Task brief — Reproduce every one of the entries below, replacing each "mask" with "outline" and leaving everything else as it is.

▽

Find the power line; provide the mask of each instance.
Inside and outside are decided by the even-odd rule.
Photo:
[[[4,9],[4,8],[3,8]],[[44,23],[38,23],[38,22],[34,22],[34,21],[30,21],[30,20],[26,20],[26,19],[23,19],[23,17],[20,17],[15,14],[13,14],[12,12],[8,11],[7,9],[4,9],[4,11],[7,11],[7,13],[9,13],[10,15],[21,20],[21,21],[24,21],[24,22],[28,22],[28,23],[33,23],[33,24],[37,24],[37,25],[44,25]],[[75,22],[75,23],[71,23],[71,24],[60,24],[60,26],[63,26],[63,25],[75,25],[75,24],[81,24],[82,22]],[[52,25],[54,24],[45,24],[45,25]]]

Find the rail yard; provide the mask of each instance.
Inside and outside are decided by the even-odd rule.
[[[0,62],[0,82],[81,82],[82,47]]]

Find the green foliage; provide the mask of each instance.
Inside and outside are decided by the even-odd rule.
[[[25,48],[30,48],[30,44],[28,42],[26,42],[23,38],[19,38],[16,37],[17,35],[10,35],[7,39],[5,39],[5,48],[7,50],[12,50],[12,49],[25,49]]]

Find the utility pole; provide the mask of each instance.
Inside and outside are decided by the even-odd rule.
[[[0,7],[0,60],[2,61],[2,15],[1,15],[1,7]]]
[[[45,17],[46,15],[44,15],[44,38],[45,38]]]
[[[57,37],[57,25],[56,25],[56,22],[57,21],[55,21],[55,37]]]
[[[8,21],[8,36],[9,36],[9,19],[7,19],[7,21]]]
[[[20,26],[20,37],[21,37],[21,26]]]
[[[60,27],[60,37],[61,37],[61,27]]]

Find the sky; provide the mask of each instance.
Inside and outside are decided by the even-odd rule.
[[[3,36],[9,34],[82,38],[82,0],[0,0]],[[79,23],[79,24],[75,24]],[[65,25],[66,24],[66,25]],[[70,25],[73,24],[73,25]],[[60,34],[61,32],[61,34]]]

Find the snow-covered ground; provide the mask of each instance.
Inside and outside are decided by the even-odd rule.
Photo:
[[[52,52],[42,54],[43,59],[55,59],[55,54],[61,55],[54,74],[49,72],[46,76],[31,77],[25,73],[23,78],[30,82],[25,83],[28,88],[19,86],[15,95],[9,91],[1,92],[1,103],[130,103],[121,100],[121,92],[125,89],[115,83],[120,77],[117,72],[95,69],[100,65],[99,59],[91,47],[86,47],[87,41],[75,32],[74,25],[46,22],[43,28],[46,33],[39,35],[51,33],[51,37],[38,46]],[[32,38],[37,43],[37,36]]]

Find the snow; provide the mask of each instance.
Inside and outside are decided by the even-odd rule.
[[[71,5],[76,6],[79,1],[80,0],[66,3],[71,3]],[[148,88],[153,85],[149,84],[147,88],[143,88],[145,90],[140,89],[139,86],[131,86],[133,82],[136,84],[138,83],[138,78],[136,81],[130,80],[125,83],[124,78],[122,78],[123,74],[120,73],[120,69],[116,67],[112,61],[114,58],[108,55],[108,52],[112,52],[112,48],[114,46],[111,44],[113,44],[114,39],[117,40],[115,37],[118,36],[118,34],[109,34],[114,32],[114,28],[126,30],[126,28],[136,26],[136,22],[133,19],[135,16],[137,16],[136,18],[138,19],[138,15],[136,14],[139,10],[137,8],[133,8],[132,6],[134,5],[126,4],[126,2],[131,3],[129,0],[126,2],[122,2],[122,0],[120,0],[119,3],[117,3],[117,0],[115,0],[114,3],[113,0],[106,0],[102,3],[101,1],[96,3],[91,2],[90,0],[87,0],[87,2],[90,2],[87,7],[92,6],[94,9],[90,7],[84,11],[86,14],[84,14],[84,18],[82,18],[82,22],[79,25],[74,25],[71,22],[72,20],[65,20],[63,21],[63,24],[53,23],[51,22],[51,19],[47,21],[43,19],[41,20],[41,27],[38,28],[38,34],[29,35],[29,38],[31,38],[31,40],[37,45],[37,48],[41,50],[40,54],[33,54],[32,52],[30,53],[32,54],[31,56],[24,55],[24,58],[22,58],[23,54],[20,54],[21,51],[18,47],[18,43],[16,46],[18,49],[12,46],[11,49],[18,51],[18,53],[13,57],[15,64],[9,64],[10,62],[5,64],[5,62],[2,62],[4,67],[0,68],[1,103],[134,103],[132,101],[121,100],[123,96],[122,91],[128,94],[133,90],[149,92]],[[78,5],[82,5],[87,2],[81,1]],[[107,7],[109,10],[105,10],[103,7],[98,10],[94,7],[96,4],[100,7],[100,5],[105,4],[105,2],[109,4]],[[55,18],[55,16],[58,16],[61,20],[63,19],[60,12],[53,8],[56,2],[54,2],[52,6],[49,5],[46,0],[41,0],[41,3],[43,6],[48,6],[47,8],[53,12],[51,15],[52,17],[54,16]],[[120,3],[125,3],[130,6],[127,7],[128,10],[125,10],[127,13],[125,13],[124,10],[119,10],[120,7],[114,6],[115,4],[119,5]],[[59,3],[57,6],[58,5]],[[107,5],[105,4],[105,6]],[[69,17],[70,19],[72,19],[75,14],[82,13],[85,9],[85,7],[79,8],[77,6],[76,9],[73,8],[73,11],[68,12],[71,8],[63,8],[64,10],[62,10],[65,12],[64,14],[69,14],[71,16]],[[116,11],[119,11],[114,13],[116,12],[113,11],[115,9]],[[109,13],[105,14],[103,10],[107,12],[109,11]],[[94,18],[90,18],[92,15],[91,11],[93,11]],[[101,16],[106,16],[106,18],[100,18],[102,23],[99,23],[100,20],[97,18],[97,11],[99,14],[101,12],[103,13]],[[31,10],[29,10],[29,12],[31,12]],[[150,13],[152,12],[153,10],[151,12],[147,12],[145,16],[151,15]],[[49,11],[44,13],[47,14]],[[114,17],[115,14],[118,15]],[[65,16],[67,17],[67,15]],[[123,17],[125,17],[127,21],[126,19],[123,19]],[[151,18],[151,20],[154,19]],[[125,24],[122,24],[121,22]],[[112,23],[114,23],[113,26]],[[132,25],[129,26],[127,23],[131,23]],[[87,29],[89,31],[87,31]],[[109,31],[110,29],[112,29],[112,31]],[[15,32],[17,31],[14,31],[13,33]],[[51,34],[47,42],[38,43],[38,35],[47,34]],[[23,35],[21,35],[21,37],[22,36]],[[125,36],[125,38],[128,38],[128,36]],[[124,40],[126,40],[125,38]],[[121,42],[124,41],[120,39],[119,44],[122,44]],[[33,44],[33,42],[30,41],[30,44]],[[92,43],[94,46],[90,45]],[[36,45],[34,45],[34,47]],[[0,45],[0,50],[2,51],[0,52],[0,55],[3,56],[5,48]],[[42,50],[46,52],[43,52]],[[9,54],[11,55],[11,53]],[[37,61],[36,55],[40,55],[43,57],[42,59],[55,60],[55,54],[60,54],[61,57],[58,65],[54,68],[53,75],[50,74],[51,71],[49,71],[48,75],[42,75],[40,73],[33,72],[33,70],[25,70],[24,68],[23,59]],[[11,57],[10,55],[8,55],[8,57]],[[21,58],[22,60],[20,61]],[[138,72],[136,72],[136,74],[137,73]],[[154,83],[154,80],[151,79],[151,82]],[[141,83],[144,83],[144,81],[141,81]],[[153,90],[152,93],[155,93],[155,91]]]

△

Written reply —
Find the power line; provide the outline of each instance.
Inside and outside are decided by the even-odd rule.
Photo:
[[[4,9],[4,8],[3,8]],[[44,23],[38,23],[38,22],[34,22],[34,21],[30,21],[30,20],[26,20],[26,19],[23,19],[23,17],[20,17],[15,14],[13,14],[12,12],[8,11],[7,9],[4,9],[4,11],[7,11],[7,13],[9,13],[10,15],[21,20],[21,21],[24,21],[24,22],[28,22],[28,23],[33,23],[33,24],[37,24],[37,25],[44,25]],[[75,22],[75,23],[71,23],[71,24],[60,24],[60,26],[63,26],[63,25],[75,25],[75,24],[81,24],[82,22]],[[52,25],[54,24],[45,24],[45,25]]]

Find the rail yard; provide the outline of each instance.
Inside and outside are decided by the even-odd rule.
[[[0,62],[0,82],[81,82],[82,47]]]

Find the green foliage; provide the outline of each instance.
Inside and outside are decided by the even-odd rule.
[[[25,48],[30,48],[30,44],[28,42],[26,42],[23,38],[19,38],[16,37],[17,35],[10,35],[7,39],[5,39],[5,48],[7,50],[12,50],[12,49],[25,49]]]

Find the utility pole; provide the outline of each instance.
Inside and outside are decided by the even-odd rule.
[[[0,7],[0,60],[2,61],[2,15],[1,15],[1,7]]]
[[[45,17],[46,15],[44,15],[44,38],[45,38]]]
[[[57,37],[57,25],[56,25],[56,22],[57,21],[55,21],[55,37]]]
[[[8,21],[8,36],[9,36],[9,19],[7,19],[7,21]]]
[[[20,26],[20,37],[21,37],[21,26]]]
[[[60,27],[60,37],[61,37],[61,27]]]

Find the sky; provide the outline of each instance.
Inside and outside are decided by the even-odd rule.
[[[3,36],[9,34],[82,38],[82,0],[0,0]],[[79,23],[79,24],[75,24]],[[65,25],[66,24],[66,25]],[[70,25],[73,24],[73,25]],[[60,34],[61,32],[61,34]]]

Find the snow-covered ground; provide the outline of each instance.
Inside and outside are decided by the even-odd rule.
Photo:
[[[52,52],[42,54],[43,59],[55,59],[55,54],[61,55],[54,74],[49,72],[46,76],[31,77],[25,73],[23,78],[30,82],[25,83],[28,88],[19,86],[15,95],[9,91],[1,92],[1,103],[130,103],[121,100],[121,92],[125,89],[115,83],[120,77],[117,72],[95,69],[100,65],[99,59],[91,47],[86,47],[87,41],[75,32],[74,25],[46,22],[43,28],[46,33],[39,35],[51,33],[51,37],[38,46]],[[32,38],[37,43],[37,36]]]

Find the snow; provide the outline of each instance.
Inside and outside are decided by the even-odd rule.
[[[71,5],[76,6],[79,1],[80,0],[66,3],[71,3]],[[148,88],[153,85],[149,84],[147,88],[143,88],[145,90],[140,89],[139,86],[131,86],[133,82],[136,84],[138,83],[138,78],[136,81],[130,80],[125,83],[124,78],[122,78],[123,74],[120,73],[120,69],[116,67],[112,61],[114,58],[108,55],[108,52],[112,52],[112,48],[114,46],[111,44],[113,44],[114,39],[117,40],[115,37],[118,36],[118,34],[109,34],[114,32],[114,28],[126,30],[126,28],[136,26],[136,22],[133,19],[135,16],[137,16],[136,18],[138,19],[138,15],[136,14],[139,10],[137,8],[133,8],[132,6],[134,5],[126,4],[126,2],[131,3],[129,0],[126,2],[122,2],[122,0],[120,0],[119,3],[117,3],[117,0],[115,0],[114,3],[113,0],[106,0],[102,3],[101,1],[96,3],[91,2],[90,0],[87,0],[87,2],[90,2],[87,7],[92,6],[94,9],[90,7],[84,11],[86,14],[84,14],[84,18],[82,18],[82,22],[79,25],[74,25],[71,22],[72,20],[65,20],[63,21],[63,24],[53,23],[51,22],[51,19],[47,21],[43,19],[41,20],[41,27],[38,28],[38,34],[29,35],[29,38],[31,38],[31,40],[37,45],[37,48],[41,50],[40,54],[33,54],[32,52],[30,53],[32,54],[31,56],[24,55],[24,58],[22,58],[23,54],[20,54],[21,51],[18,47],[18,43],[16,46],[18,49],[12,46],[11,49],[18,51],[18,53],[13,57],[15,64],[9,64],[10,62],[5,64],[5,62],[2,62],[4,67],[0,68],[1,103],[134,103],[132,101],[121,100],[123,96],[122,91],[128,94],[133,90],[149,92]],[[78,5],[82,5],[87,2],[81,1]],[[107,7],[109,10],[105,10],[103,7],[98,10],[94,7],[96,4],[100,7],[100,5],[105,4],[105,2],[109,4]],[[55,18],[55,16],[58,16],[61,20],[63,19],[60,12],[53,8],[56,2],[54,2],[52,6],[49,5],[46,0],[41,0],[41,3],[43,6],[48,6],[47,8],[53,12],[51,15],[52,17],[54,16]],[[120,3],[125,3],[130,6],[127,7],[128,10],[125,10],[127,13],[125,13],[124,10],[119,10],[120,7],[114,6],[115,4],[119,5]],[[59,3],[57,6],[58,5]],[[107,5],[105,4],[105,6]],[[69,17],[70,19],[72,19],[75,14],[82,13],[85,9],[85,7],[79,8],[77,6],[76,9],[73,8],[73,11],[68,12],[71,8],[63,8],[64,10],[62,10],[65,12],[64,14],[69,14],[71,16]],[[116,11],[119,11],[114,13],[116,12],[113,11],[115,9]],[[109,13],[105,14],[103,10],[107,12],[109,11]],[[94,18],[90,18],[92,15],[91,11],[93,11]],[[101,16],[106,16],[106,18],[100,18],[102,23],[99,23],[100,20],[97,18],[97,11],[99,14],[101,12],[103,13]],[[31,10],[29,10],[29,12],[31,12]],[[150,13],[152,12],[153,10],[151,12],[147,12],[145,16],[151,15]],[[49,11],[44,13],[47,14]],[[114,17],[115,14],[118,15]],[[65,16],[67,17],[67,15]],[[123,17],[125,17],[127,21],[126,19],[123,19]],[[151,18],[151,20],[154,19]],[[125,24],[122,24],[121,22]],[[112,23],[114,23],[113,26]],[[132,25],[129,26],[127,23],[131,23]],[[87,29],[89,31],[87,31]],[[109,31],[110,29],[112,29],[112,31]],[[15,32],[17,31],[14,31],[13,33]],[[51,34],[47,42],[38,43],[38,35],[47,34]],[[23,35],[21,35],[21,37],[22,36]],[[125,36],[125,38],[128,38],[128,36]],[[124,40],[126,40],[125,38]],[[121,42],[124,41],[120,39],[119,44],[122,44]],[[33,44],[33,42],[30,41],[30,44]],[[92,43],[94,46],[90,45]],[[36,45],[34,45],[34,47]],[[0,45],[0,50],[2,51],[0,52],[0,55],[3,56],[5,48]],[[42,50],[46,52],[43,52]],[[9,54],[11,55],[11,53]],[[37,61],[36,55],[40,55],[43,57],[42,59],[55,60],[55,54],[60,54],[61,57],[58,65],[54,68],[53,75],[50,74],[51,71],[49,71],[48,75],[42,75],[40,73],[33,72],[33,70],[25,70],[24,68],[23,59]],[[11,57],[10,55],[8,55],[8,57]],[[21,58],[22,60],[20,61]],[[138,72],[136,72],[136,74],[137,73]],[[154,83],[154,80],[151,79],[151,82]],[[141,83],[144,83],[144,81],[141,81]],[[153,90],[152,93],[155,93],[155,91]]]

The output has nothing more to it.